*** EXTRACTED MATERIAL Section Begins ***

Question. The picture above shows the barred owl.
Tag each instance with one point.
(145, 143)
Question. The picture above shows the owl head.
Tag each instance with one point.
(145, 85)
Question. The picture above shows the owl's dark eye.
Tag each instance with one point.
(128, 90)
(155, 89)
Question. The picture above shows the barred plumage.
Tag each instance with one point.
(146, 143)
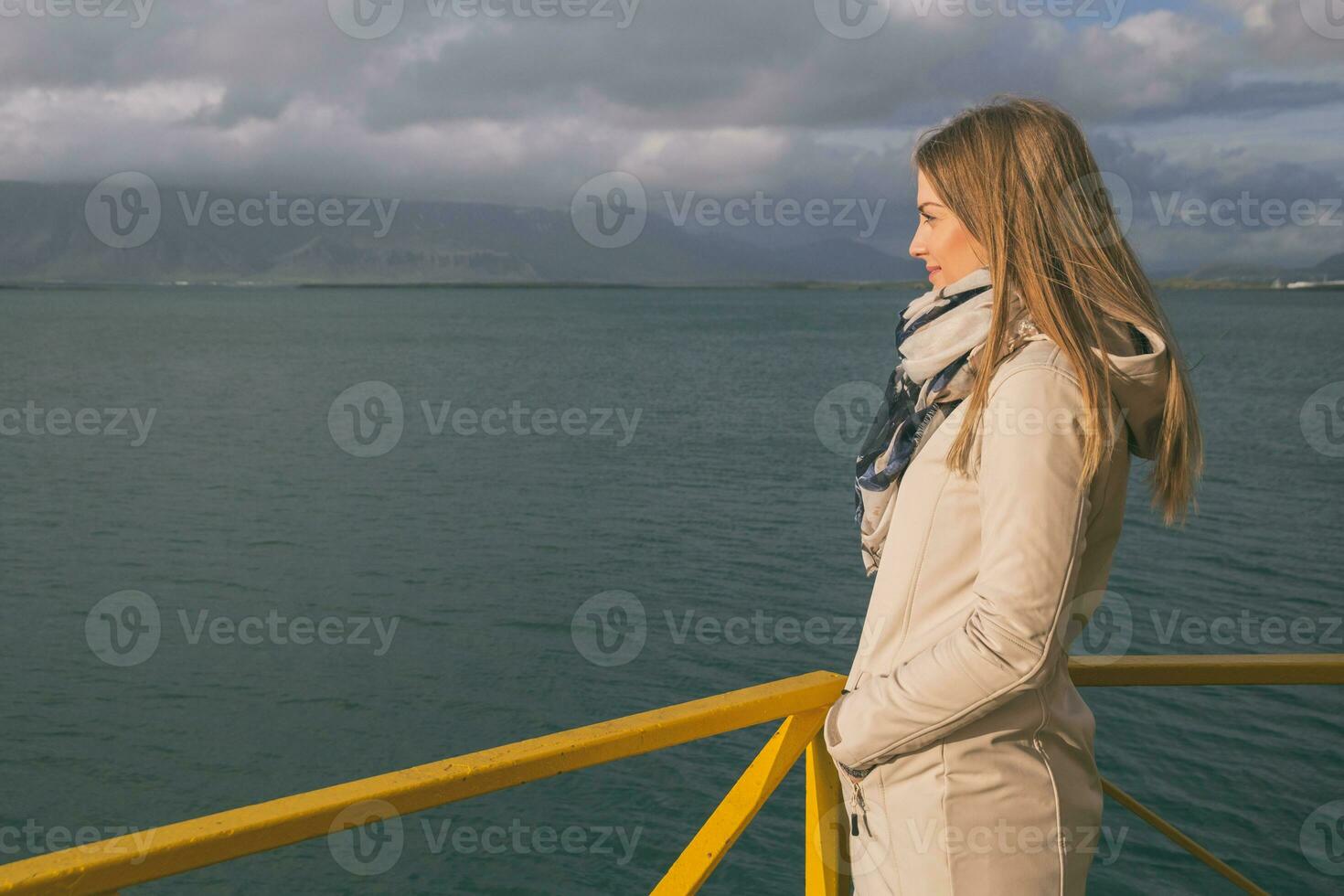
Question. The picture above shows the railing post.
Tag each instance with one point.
(827, 845)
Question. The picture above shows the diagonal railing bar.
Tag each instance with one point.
(740, 806)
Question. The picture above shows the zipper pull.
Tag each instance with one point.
(863, 807)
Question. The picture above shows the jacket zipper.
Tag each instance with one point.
(863, 809)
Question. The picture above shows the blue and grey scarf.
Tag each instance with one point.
(938, 335)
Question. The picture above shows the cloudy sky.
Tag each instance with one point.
(1189, 102)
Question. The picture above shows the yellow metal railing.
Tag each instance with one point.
(108, 865)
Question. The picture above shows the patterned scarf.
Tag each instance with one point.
(940, 334)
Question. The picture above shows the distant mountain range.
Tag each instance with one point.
(63, 234)
(1331, 268)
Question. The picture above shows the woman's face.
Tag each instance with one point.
(943, 242)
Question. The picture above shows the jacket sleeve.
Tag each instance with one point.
(1032, 512)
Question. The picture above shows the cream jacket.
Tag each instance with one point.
(978, 750)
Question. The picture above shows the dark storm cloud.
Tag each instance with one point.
(723, 98)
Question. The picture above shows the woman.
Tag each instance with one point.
(991, 493)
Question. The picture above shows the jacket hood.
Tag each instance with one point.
(1138, 382)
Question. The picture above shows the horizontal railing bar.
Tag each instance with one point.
(1180, 838)
(162, 852)
(1214, 669)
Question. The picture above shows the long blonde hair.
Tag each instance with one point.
(1020, 176)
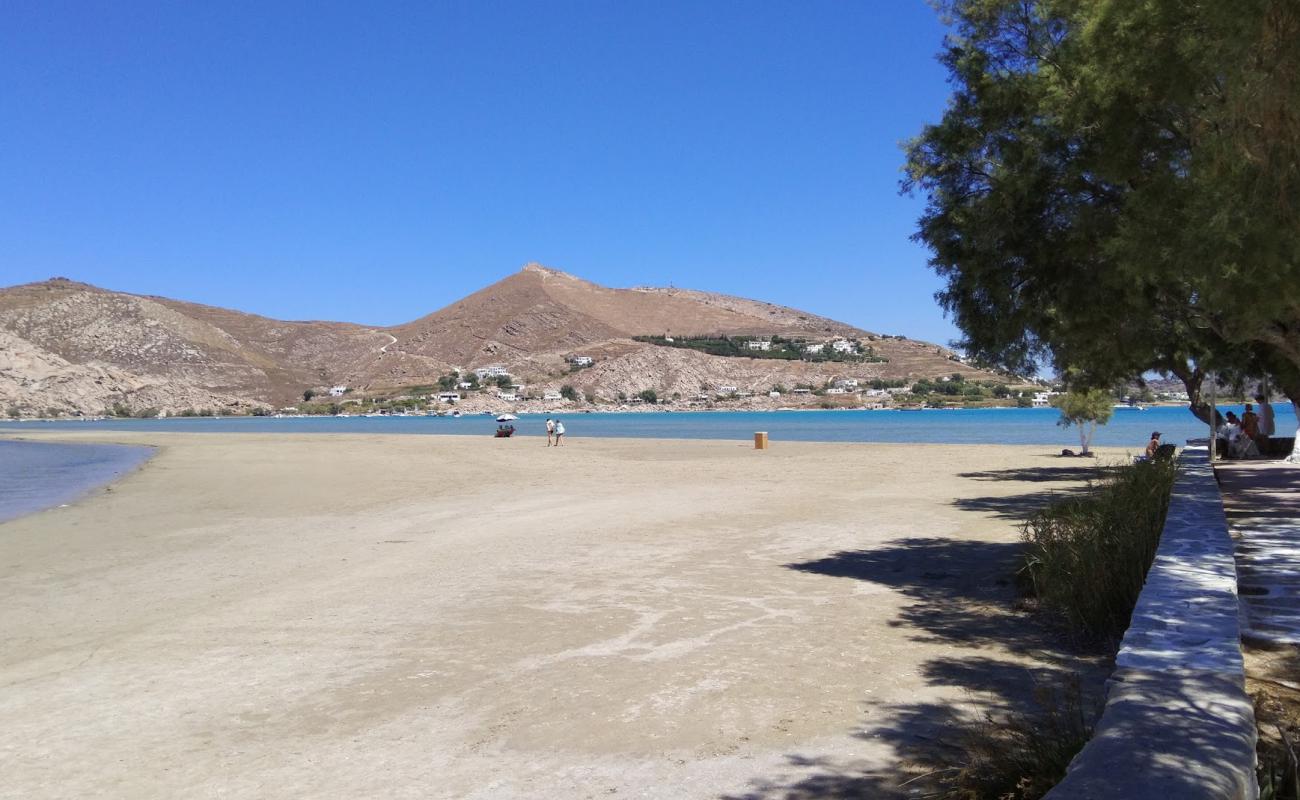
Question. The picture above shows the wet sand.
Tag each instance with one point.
(449, 617)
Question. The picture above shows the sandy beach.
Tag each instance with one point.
(450, 617)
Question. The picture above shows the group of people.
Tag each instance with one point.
(554, 432)
(1243, 436)
(1247, 433)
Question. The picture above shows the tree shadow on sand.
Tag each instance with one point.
(962, 596)
(1021, 506)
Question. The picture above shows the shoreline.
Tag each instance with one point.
(46, 472)
(668, 618)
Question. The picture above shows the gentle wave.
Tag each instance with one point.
(42, 475)
(1127, 427)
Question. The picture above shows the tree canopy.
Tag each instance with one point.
(1114, 186)
(1087, 410)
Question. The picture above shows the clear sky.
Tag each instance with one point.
(376, 161)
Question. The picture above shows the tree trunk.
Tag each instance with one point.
(1192, 380)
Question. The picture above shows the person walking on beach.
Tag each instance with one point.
(1266, 428)
(1251, 423)
(1153, 445)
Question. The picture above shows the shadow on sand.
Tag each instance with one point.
(962, 597)
(1021, 506)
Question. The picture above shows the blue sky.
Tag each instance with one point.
(375, 161)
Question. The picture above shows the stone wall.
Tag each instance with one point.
(1178, 722)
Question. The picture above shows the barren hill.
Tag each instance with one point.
(73, 347)
(540, 310)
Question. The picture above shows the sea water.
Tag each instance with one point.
(40, 475)
(1127, 427)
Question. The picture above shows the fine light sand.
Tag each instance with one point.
(453, 617)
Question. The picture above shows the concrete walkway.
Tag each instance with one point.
(1262, 504)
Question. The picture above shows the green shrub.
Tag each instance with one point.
(1023, 756)
(1087, 557)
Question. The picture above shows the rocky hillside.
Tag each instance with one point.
(72, 347)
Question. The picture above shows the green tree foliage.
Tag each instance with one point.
(1086, 410)
(1116, 184)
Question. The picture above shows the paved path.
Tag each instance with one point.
(1262, 504)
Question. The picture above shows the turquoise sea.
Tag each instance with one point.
(40, 475)
(1127, 427)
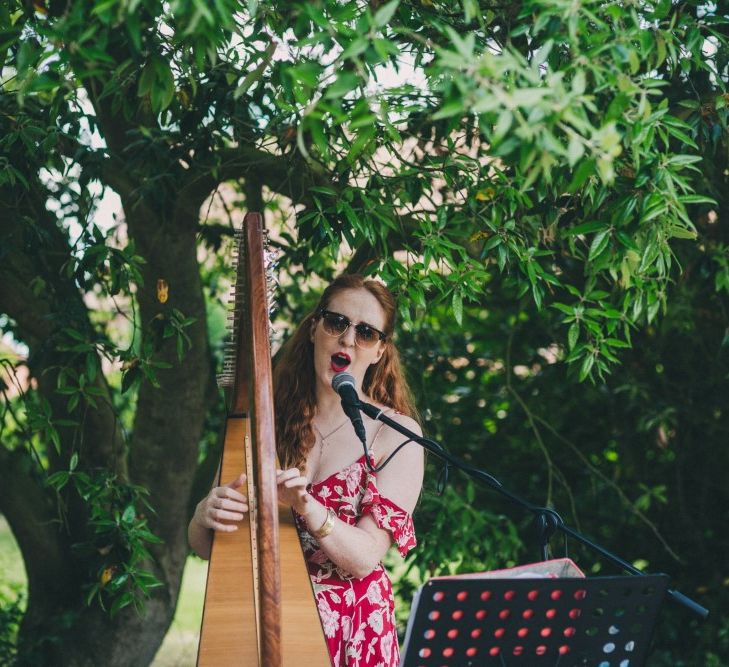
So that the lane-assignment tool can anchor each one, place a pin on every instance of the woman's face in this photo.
(334, 354)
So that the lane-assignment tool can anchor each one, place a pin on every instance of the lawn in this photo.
(179, 648)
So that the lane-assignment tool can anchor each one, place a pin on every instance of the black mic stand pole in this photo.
(546, 520)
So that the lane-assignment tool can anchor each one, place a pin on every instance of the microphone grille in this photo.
(340, 379)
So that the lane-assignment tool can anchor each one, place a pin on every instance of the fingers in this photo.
(228, 491)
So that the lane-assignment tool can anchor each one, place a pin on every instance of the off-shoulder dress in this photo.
(358, 615)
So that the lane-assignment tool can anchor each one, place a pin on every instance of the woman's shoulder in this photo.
(387, 438)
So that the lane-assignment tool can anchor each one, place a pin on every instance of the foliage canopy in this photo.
(535, 179)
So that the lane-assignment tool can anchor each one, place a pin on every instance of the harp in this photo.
(259, 607)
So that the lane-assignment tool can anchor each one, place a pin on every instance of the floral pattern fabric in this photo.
(358, 615)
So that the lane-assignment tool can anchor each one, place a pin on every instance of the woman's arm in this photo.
(358, 549)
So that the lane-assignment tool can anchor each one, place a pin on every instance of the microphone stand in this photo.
(546, 520)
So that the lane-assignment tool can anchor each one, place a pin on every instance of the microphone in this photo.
(343, 384)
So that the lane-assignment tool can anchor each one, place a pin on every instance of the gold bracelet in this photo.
(328, 525)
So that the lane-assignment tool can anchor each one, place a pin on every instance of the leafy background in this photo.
(543, 184)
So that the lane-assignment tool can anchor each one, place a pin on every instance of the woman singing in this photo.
(347, 516)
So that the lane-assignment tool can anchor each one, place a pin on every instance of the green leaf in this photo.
(599, 243)
(457, 305)
(573, 334)
(384, 14)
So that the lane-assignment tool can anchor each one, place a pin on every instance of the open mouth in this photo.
(340, 361)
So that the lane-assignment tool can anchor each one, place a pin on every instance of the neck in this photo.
(328, 405)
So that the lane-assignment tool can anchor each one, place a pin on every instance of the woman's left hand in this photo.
(292, 489)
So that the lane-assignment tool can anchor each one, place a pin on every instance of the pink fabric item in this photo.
(358, 615)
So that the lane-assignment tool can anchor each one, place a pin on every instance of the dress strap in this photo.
(371, 448)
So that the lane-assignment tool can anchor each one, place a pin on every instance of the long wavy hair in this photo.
(295, 381)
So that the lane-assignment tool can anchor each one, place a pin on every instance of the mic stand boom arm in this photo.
(546, 520)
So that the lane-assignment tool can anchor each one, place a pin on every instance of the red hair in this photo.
(294, 377)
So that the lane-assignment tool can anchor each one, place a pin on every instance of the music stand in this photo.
(564, 622)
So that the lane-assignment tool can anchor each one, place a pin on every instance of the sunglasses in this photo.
(336, 324)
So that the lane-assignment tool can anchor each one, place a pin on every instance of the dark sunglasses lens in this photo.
(366, 336)
(335, 324)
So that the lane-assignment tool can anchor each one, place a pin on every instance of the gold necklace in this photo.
(323, 440)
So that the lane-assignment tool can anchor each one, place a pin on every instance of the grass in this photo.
(179, 648)
(12, 571)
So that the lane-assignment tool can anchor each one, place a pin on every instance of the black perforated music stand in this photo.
(595, 622)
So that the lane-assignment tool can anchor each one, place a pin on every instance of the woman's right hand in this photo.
(223, 503)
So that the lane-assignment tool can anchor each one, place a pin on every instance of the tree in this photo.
(543, 154)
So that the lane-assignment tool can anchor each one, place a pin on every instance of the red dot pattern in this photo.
(536, 625)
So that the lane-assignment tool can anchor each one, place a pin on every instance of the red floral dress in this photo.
(358, 615)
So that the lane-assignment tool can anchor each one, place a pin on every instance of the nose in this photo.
(348, 337)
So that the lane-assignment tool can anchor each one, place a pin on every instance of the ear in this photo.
(380, 352)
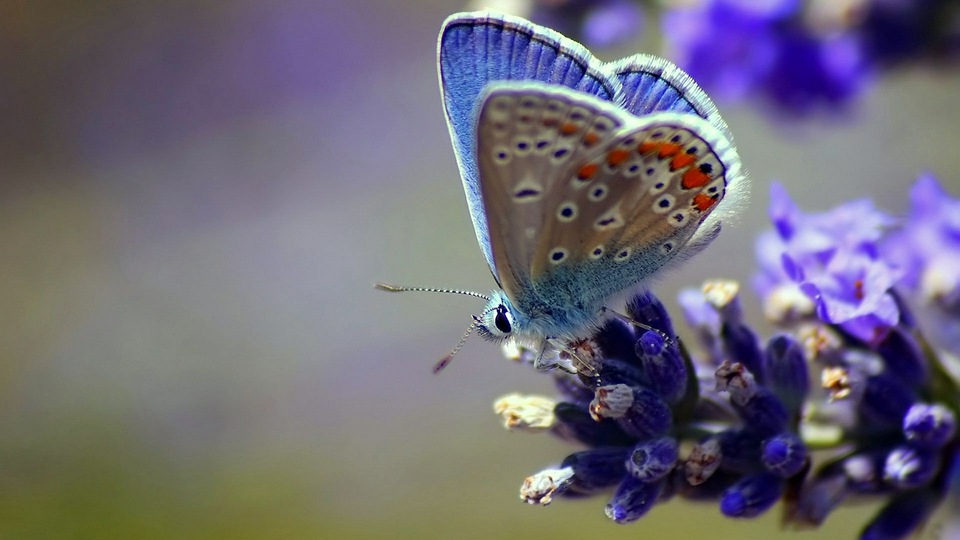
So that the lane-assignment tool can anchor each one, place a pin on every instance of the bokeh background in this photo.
(195, 200)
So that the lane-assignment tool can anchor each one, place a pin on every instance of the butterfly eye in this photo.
(502, 319)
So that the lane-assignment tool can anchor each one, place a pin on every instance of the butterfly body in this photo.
(584, 179)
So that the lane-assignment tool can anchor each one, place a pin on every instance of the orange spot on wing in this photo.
(703, 202)
(648, 147)
(587, 171)
(694, 178)
(617, 157)
(682, 160)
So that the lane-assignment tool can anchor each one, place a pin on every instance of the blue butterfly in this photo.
(583, 178)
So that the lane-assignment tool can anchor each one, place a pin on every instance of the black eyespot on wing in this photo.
(501, 321)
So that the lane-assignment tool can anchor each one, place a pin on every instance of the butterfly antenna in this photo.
(398, 288)
(477, 319)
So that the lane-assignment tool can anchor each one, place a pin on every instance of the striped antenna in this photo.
(397, 288)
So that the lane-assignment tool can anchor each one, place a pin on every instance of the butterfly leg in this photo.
(558, 362)
(668, 340)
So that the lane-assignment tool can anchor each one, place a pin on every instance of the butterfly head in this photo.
(500, 319)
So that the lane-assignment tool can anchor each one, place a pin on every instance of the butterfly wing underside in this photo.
(475, 49)
(585, 198)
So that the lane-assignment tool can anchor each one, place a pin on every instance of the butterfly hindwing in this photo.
(475, 49)
(583, 196)
(530, 137)
(656, 184)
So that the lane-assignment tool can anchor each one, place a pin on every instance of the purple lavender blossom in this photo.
(744, 401)
(832, 258)
(926, 250)
(597, 23)
(739, 49)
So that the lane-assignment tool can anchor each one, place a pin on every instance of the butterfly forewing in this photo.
(581, 195)
(530, 137)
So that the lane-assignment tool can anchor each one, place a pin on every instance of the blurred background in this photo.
(195, 200)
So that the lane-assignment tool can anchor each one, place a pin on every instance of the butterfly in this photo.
(584, 179)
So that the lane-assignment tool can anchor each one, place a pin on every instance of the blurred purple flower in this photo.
(726, 46)
(738, 49)
(927, 247)
(853, 291)
(597, 23)
(831, 257)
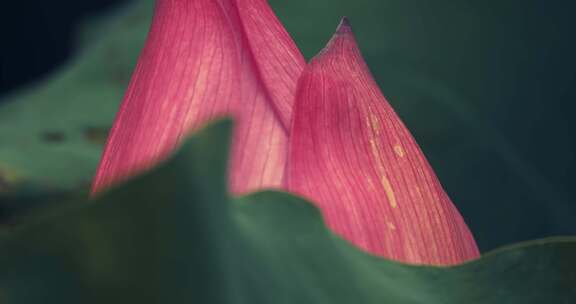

*** EXTRACTED MATERIAL Section Ends ***

**TASK DIRECTIONS**. Which of the lines above carry the string "railing"? Copy every one.

**OUTPUT OF THE TASK**.
Question. The picture above shows the railing post.
Question. The picture above shows the diagonal railing bar.
Question. The picture above shows the yellow metal railing.
Question. The picture above shows the horizontal railing bar.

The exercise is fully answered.